--- begin INPUT RECORDS ---

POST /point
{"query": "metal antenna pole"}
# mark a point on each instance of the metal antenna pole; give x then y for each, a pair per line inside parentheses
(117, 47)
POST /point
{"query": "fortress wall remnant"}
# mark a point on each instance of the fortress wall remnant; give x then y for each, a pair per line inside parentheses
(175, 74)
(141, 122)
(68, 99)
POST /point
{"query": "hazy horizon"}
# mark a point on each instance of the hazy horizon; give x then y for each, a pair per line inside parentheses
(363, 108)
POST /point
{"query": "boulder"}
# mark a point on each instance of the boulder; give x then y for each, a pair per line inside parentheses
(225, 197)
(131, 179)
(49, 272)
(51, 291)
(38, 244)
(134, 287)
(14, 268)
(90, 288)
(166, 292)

--- end INPUT RECORDS ---
--- begin INPUT RECORDS ---

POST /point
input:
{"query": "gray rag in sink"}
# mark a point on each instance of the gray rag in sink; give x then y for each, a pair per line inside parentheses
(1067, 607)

--- end INPUT RECORDS ---

**PROBLEM DESCRIPTION**
Identify every line of the records that contains the word "fortress" and copy each one. Case counts.

**COMPLETE ANSWER**
{"query": "fortress wall remnant"}
# mark a point on each instance of the fortress wall remnant; give x then y for each, a pair per line inside parentheses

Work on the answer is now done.